Que futuro ? ...
Neste Setembro que vai correndo, passeando um carrinho de bebé
pela zona mais aprazível de Lisboa, com o Tejo a meus pés, a Ponte Vasco da
Gama ao longe salpicada de automóveis e camiões que lhe percorrem lentamente o
tabuleiro, e um número significativo de restaurantes e esplanadas a abarrotar
de gente, dei comigo a observar um grupo extenso de rapazes e raparigas em
traje académico que, com alegria mas ordeiramente, entoavam gritos académicos e
tiravam fotografias, naquele que será, provavelmente, o início de aulas na
universidade. Reparei que alguns eram já mais velhos, e que outros davam os
primeiros passos num novo capítulo das suas vidas.
Hoje, nesta época que habitamos, é assim em Évora, em Braga, no
Porto ou em Castelo Branco. Gente de capa e batina, que empresta às cidades um
colorido que outrora era apenas prerrogativa da cidade universitária por
excelência – Coimbra.
As décadas sucessivas, vieram modificar os hábitos. Aquilo
que alguns julgavam tradição exclusiva de uma urbe, passou a vulgarizar-se, até
por vezes e muitas vezes com práticas, direi praxes, pouco recomendáveis.
A nossa Coimbra gozou outrora - para além do seu estatuto de
cidade do Saber e do Conhecimento - de um passado rico desportivo, tendo na
Associação Académica de Coimbra, na vertente do futebol e não só, um espólio de
resultados desportivos e de atletas que são hoje lendas que orgulham os que
amam a Lusa – Atenas.
Mais tarde, por razões conhecidas e num momento conturbado da
sua existência, a Académica mudou de sexo para se chamar Académico, naquela que
foi uma longa travessia do deserto.
Um dia, quiseram reabilitar-lhe a
identidade perdida. Gente com amor à Instituição e saber jurídico, conseguiu
arranjar forma de que tudo voltasse a uma aparente normalidade. Tal como a
existência de outras secções da respeitada Academia, foi reescrita uma nova
página, a saber: um departamento autónomo que permitia à cidade, manter a
Instituição e Coimbra, no desporto de alta competição.
Um adaptar da modalidade de futebol às exigências de um Tempo
Novo, mais pragmático e menos romântico. Afinal, sinal de uma Nova Era, em que
tudo era questionado e posto em causa, sobretudo daqueles que sendo
forasteiros, jamais poderiam perceber e sentir Coimbra como os que aqui nasceram
ou, em tempos muito recuados, estudantes que assimilaram a cultura da cidade,
fosse no badalar da maldita cabra a chamar para as aulas, as favas com linguiça
semanas seguidas nas Repúblicas por falta de fiado nas mercearias, as noites de
boémia e os namoros palpitantes no Penedo da Saudade.

_EXTRATO DE DADOS_
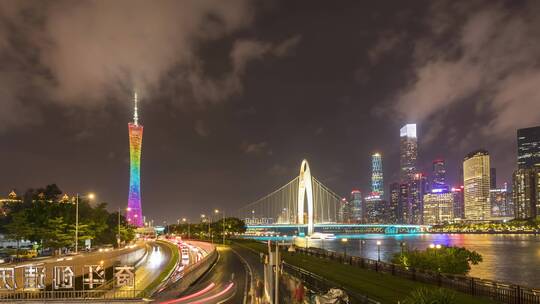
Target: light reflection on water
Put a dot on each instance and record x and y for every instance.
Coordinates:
(512, 258)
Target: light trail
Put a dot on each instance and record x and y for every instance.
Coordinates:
(219, 294)
(193, 295)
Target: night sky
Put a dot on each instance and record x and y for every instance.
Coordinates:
(234, 94)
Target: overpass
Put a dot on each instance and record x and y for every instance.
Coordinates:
(304, 206)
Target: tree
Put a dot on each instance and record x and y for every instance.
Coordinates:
(56, 235)
(19, 228)
(452, 260)
(430, 296)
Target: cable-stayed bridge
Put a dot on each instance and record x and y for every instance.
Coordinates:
(304, 206)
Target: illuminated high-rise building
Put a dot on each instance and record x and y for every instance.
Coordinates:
(374, 210)
(501, 204)
(404, 208)
(476, 183)
(492, 178)
(394, 203)
(526, 192)
(356, 206)
(438, 207)
(345, 212)
(134, 210)
(377, 185)
(457, 194)
(528, 140)
(408, 150)
(439, 174)
(417, 188)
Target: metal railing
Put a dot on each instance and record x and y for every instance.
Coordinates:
(498, 291)
(321, 285)
(8, 296)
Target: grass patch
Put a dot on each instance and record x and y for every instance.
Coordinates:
(166, 271)
(379, 286)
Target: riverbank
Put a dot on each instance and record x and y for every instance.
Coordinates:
(383, 287)
(486, 232)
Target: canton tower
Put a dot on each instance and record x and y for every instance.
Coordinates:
(134, 210)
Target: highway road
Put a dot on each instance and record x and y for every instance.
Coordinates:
(151, 267)
(223, 283)
(77, 262)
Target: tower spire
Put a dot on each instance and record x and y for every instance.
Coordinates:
(135, 113)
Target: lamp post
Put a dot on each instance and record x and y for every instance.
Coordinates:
(128, 209)
(223, 222)
(277, 264)
(378, 251)
(184, 220)
(401, 244)
(344, 241)
(89, 196)
(203, 218)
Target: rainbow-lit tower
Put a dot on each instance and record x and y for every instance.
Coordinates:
(134, 210)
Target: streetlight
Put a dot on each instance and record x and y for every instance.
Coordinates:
(402, 244)
(128, 209)
(90, 196)
(379, 251)
(223, 220)
(184, 220)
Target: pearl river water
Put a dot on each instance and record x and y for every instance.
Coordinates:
(508, 258)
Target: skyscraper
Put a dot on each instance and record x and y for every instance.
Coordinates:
(500, 201)
(394, 203)
(356, 204)
(492, 178)
(476, 182)
(134, 211)
(374, 209)
(528, 141)
(439, 174)
(377, 185)
(526, 192)
(345, 211)
(457, 194)
(408, 148)
(417, 189)
(438, 207)
(404, 208)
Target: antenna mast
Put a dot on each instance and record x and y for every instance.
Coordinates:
(135, 113)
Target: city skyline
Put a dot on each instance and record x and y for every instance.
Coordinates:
(254, 97)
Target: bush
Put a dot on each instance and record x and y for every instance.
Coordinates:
(451, 260)
(430, 296)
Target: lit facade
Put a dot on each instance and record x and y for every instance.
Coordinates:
(356, 204)
(134, 210)
(404, 208)
(377, 185)
(408, 149)
(501, 204)
(393, 205)
(439, 174)
(438, 207)
(345, 212)
(417, 188)
(459, 208)
(476, 183)
(526, 192)
(528, 141)
(374, 210)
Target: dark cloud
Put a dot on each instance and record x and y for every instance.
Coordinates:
(256, 148)
(89, 53)
(491, 57)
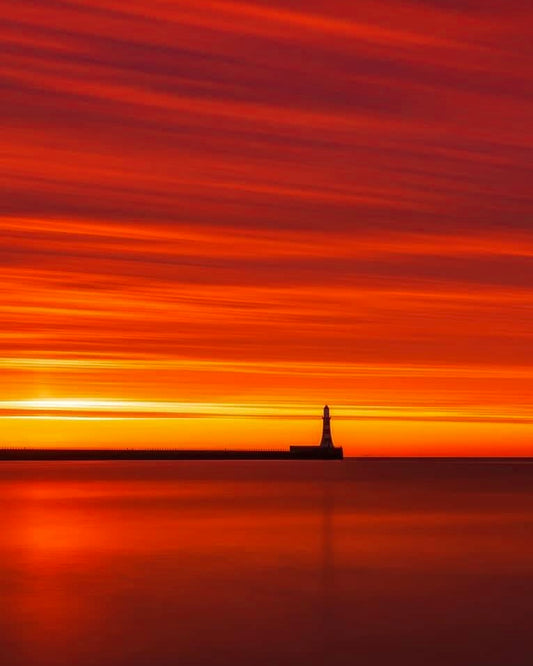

_REQUISITOS DO EXERCÍCIO_
1) Transcreva, por favor, o trecho do texto sobre Coimbra desde "As décadas sucessivas, vieram" até "travessia do deserto.".
2) Com base no texto sobre Coimbra, responda:
(a) Que ponte se avista ao longe?
(b) Que cidade é apontada como a cidade universitária por excelência?
(c) Que nome passou a ter a Académica quando mudou de sexo?

_RESPOSTAS POR TAREFA_
1)
As décadas sucessivas, vieram modificar os hábitos. Aquilo
que alguns julgavam tradição exclusiva de uma urbe, passou a vulgarizar-se, até
por vezes e muitas vezes com práticas, direi praxes, pouco recomendáveis.
A nossa Coimbra gozou outrora - para além do seu estatuto de
cidade do Saber e do Conhecimento - de um passado rico desportivo, tendo na
Associação Académica de Coimbra, na vertente do futebol e não só, um espólio de
resultados desportivos e de atletas que são hoje lendas que orgulham os que
amam a Lusa – Atenas.
Mais tarde, por razões conhecidas e num momento conturbado da
sua existência, a Académica mudou de sexo para se chamar Académico, naquela que
foi uma longa travessia do deserto.

2)
(a) A Ponte Vasco da Gama.
(b) Coimbra.
(c) Académico.